- Aim of the task:
Write out the full text on the EM algorithm that follows, word for word and without changes.
--- Begin Passage ---
The EM-algorithm

Andreas Bogossian

The EM-algorithm

probabilistic ML

algorithms

variational inference

A deep dive into the Expectation-Maximisation algorithm: The method behind clustering, missing data, and probabilistic models.

Author

Andreas Bogossian

Published

April 14, 2026

Let’s start from a practical example. Let’s say that a teacher has their 220 students choose between a difficult exam or an easier exam. When the exam papers are collected, the teacher accidentally messes up the papers and doesn’t know which scores are from the difficult exam and which are from the easer one. Thus the teacher is left with a pile of 220 unlabelled exam scores.

Now what would be the best way to distinguish which exam result comes from which exam? One solution would be to just draw a line where e.g. everyone under 67 points on the exam took the more difficult exam and everyone over took the easier one. The problem with this approach is that the point distributions overlap. This means that some students achieving great points on the more difficult exam would be incorrectly labelled as the worst performing people on the easier exam.
--- End Passage ---
--- Begin Given data ---
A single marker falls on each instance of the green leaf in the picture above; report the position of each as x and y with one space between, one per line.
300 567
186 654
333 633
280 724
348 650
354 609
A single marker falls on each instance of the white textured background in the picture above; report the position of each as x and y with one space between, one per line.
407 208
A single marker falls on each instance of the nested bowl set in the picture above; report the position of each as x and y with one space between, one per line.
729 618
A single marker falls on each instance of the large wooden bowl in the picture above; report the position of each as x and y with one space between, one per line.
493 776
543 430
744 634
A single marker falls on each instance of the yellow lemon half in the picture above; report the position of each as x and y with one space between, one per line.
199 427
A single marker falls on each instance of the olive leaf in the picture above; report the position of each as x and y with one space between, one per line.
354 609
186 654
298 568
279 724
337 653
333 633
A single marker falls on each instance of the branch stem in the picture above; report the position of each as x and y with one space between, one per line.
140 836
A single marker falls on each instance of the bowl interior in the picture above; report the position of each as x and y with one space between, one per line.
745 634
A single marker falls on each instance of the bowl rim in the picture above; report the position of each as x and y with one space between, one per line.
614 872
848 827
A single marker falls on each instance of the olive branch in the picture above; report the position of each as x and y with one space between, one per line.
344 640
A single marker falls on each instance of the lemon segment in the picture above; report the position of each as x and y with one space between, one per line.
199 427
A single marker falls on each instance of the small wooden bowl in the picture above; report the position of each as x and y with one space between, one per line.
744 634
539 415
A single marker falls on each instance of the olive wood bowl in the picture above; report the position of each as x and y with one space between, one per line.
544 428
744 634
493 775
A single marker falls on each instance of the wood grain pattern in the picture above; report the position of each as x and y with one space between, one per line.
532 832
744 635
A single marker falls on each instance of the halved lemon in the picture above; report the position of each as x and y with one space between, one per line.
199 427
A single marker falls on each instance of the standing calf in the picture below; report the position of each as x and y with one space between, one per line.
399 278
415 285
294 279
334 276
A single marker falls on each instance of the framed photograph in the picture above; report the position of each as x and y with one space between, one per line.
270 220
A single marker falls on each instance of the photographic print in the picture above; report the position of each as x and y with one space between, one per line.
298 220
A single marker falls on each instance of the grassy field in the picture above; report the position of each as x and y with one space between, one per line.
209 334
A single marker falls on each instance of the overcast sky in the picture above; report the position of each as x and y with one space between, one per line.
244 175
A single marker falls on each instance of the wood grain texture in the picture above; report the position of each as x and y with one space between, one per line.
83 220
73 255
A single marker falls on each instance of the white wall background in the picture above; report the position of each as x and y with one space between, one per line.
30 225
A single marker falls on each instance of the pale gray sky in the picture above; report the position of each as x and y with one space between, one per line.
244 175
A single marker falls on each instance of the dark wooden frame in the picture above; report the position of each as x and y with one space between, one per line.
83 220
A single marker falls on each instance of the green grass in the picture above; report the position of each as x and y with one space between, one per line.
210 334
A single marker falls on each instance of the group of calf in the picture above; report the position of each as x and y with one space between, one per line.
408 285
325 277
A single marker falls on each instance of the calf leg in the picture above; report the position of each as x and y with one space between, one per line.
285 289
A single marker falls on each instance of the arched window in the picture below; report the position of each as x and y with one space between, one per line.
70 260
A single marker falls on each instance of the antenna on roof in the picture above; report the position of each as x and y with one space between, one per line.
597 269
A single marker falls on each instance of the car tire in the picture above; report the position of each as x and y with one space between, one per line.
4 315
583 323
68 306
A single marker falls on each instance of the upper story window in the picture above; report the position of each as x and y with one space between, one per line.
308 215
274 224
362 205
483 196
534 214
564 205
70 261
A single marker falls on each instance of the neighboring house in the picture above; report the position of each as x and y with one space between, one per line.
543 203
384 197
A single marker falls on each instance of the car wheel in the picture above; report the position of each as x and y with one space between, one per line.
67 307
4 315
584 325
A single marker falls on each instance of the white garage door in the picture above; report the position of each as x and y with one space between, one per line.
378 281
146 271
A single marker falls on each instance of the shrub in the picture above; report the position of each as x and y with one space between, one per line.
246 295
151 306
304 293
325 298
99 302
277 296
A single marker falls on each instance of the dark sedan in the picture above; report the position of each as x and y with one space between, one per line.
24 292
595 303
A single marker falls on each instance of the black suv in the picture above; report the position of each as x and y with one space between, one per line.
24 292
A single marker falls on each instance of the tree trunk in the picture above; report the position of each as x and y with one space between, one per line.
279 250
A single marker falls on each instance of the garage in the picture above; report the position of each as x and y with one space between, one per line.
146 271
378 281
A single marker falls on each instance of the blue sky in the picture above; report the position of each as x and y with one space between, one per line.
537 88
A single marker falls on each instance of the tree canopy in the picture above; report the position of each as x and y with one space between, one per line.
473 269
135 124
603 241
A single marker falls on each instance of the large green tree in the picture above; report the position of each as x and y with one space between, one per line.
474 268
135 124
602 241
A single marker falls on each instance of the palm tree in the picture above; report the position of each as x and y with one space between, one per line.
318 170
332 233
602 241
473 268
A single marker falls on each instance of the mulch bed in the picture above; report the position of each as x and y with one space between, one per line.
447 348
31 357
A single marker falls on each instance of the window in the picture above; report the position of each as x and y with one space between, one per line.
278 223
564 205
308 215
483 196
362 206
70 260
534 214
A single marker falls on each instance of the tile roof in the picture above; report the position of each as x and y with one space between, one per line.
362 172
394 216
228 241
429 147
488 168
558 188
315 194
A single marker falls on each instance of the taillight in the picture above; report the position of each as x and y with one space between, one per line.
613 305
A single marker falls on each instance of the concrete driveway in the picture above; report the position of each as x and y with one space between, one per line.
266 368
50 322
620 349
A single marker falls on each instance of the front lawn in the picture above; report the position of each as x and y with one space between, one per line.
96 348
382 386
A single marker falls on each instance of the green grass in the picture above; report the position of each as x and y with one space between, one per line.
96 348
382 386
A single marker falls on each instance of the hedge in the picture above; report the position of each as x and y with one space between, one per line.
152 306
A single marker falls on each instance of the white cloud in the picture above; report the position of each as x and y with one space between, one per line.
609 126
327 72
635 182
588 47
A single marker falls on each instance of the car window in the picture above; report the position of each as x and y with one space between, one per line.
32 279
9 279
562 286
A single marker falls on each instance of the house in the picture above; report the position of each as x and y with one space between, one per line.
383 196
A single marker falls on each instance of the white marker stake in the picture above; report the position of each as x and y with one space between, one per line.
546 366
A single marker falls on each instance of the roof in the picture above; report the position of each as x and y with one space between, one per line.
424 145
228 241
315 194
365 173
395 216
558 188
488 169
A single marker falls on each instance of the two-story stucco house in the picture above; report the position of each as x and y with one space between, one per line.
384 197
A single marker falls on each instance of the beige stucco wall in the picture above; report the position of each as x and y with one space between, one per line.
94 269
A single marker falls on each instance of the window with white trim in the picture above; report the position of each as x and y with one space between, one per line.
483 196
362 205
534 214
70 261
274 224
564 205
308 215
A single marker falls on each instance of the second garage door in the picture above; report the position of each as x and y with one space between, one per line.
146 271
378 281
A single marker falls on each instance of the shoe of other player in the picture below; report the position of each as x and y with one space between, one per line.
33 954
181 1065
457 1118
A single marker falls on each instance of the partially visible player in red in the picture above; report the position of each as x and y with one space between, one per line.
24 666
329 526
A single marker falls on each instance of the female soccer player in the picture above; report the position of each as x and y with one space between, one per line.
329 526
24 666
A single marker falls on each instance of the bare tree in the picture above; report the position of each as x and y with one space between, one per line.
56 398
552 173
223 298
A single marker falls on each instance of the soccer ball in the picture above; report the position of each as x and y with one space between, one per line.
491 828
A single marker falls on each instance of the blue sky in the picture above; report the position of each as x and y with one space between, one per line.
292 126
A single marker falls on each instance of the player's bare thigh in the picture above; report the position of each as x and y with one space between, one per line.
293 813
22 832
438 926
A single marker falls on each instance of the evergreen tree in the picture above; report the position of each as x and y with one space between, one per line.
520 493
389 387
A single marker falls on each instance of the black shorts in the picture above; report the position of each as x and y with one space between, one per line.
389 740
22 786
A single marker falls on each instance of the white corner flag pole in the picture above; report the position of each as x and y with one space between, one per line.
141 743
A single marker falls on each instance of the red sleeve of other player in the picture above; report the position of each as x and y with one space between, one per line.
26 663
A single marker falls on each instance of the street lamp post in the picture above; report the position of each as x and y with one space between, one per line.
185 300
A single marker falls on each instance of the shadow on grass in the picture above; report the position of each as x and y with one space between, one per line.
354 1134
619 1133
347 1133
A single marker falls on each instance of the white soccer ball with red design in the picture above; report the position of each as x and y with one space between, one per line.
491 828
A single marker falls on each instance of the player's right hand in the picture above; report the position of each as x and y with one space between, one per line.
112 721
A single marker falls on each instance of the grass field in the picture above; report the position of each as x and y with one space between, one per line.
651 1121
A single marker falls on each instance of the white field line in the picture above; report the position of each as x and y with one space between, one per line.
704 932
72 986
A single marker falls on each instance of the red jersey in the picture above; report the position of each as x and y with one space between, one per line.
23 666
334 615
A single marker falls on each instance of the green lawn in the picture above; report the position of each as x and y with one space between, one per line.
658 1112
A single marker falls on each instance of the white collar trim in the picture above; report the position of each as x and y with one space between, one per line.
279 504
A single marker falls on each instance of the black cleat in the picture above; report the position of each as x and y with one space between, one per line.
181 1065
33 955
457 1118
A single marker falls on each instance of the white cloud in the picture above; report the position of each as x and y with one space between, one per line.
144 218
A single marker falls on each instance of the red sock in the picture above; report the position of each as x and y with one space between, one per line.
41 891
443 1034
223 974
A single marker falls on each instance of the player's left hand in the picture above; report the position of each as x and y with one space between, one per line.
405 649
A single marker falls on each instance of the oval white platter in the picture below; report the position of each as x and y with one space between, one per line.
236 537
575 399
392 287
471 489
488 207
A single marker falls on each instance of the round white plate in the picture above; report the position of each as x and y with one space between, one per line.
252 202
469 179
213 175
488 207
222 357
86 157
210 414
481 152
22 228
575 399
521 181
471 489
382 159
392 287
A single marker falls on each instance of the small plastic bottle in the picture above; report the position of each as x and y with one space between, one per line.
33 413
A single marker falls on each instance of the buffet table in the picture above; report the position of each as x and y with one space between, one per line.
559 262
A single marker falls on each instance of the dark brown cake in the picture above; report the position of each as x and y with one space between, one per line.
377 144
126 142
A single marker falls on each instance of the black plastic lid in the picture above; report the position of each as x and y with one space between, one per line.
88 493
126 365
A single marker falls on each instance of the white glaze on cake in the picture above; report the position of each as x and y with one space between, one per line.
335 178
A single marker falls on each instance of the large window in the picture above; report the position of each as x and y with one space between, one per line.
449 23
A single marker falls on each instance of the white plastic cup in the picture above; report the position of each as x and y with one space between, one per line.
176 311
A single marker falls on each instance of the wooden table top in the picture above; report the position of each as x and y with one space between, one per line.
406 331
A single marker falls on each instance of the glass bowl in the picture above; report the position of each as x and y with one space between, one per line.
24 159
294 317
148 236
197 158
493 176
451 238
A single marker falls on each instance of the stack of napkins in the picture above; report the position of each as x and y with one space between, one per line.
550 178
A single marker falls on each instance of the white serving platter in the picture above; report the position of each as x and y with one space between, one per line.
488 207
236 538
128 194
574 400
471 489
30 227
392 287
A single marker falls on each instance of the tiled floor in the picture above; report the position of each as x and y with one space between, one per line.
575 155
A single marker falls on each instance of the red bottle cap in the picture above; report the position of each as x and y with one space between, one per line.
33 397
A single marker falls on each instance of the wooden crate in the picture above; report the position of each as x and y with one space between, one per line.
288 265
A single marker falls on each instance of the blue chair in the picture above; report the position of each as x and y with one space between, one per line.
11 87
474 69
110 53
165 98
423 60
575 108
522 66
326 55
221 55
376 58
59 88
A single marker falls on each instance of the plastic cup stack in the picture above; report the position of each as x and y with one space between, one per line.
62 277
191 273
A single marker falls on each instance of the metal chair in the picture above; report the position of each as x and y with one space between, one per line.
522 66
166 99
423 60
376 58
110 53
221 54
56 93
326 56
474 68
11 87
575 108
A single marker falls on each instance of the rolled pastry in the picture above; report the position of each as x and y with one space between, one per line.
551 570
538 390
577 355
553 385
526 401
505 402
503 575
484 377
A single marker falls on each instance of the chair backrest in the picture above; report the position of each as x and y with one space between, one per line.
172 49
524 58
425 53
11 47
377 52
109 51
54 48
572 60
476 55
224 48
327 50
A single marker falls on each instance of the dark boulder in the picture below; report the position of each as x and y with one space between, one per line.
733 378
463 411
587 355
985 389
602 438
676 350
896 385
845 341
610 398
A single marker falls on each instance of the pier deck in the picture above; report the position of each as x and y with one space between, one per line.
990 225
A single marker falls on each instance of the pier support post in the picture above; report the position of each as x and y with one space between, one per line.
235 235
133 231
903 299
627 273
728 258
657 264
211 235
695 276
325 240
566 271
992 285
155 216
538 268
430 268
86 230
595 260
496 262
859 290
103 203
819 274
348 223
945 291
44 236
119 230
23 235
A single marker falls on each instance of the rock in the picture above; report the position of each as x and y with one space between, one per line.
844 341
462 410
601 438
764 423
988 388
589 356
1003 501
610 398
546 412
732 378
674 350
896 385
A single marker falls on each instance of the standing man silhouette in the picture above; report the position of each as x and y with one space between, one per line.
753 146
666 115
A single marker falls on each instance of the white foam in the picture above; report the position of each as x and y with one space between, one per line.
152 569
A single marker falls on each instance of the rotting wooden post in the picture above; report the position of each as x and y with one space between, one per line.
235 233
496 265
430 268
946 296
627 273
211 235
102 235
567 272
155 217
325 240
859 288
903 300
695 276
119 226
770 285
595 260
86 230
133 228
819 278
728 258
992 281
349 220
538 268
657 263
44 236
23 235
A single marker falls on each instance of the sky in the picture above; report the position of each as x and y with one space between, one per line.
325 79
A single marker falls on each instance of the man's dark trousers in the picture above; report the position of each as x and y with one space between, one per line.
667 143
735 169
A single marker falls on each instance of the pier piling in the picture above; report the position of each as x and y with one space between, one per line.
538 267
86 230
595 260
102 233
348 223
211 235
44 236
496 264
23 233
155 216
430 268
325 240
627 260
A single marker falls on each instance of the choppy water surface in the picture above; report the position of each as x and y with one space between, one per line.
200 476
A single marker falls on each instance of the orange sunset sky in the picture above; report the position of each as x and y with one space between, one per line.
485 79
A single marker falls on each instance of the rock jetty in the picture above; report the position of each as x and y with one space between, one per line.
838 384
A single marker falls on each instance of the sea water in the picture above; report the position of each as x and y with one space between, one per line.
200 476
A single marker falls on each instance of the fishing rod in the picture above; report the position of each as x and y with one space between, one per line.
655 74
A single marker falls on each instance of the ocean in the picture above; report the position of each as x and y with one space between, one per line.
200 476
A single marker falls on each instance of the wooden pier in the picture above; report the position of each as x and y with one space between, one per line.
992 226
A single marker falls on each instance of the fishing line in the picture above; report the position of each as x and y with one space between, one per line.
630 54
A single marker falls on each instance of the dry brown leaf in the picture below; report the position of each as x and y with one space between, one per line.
--- End Given data ---
- Reply:
The EM-algorithm

Andreas Bogossian

The EM-algorithm

probabilistic ML

algorithms

variational inference

A deep dive into the Expectation-Maximisation algorithm: The method behind clustering, missing data, and probabilistic models.

Author

Andreas Bogossian

Published

April 14, 2026

Let’s start from a practical example. Let’s say that a teacher has their 220 students choose between a difficult exam or an easier exam. When the exam papers are collected, the teacher accidentally messes up the papers and doesn’t know which scores are from the difficult exam and which are from the easer one. Thus the teacher is left with a pile of 220 unlabelled exam scores.

Now what would be the best way to distinguish which exam result comes from which exam? One solution would be to just draw a line where e.g. everyone under 67 points on the exam took the more difficult exam and everyone over took the easier one. The problem with this approach is that the point distributions overlap. This means that some students achieving great points on the more difficult exam would be incorrectly labelled as the worst performing people on the easier exam.